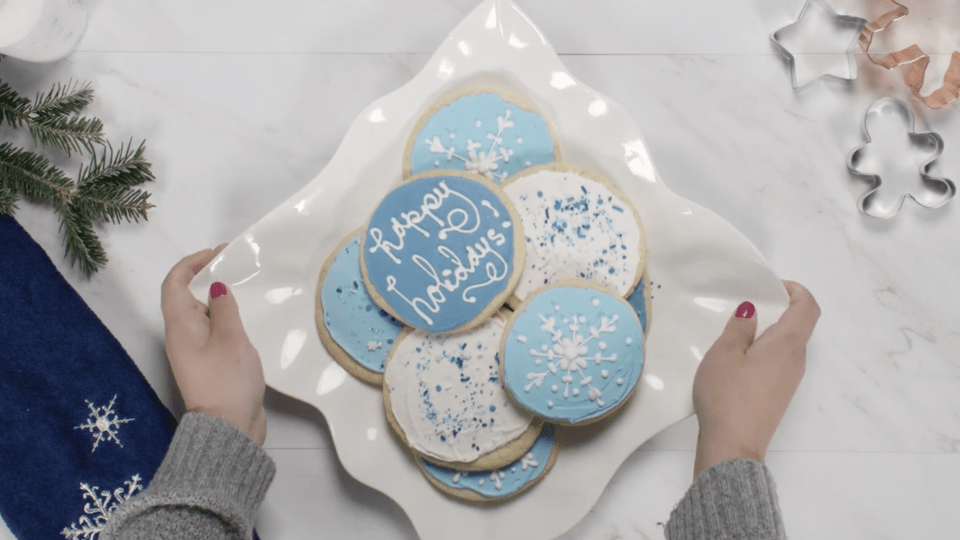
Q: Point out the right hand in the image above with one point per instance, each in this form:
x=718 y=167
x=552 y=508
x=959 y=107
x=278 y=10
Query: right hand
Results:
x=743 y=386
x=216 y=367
=-=-=
Job: Turn the records above into a Markdown table with two columns, Row and Line. Give each non-blank line its own numbered row, and leave the pictures out.

Full output:
| Row | Line |
|---|---|
| 1 | Q: Point out the right hand in the image above with one point per instance, each in this form: |
| 2 | x=718 y=167 |
| 3 | x=552 y=508 |
| 4 | x=959 y=107 |
| 5 | x=278 y=10 |
| 6 | Query: right hand |
| 7 | Results: |
| 8 | x=743 y=386 |
| 9 | x=216 y=367 |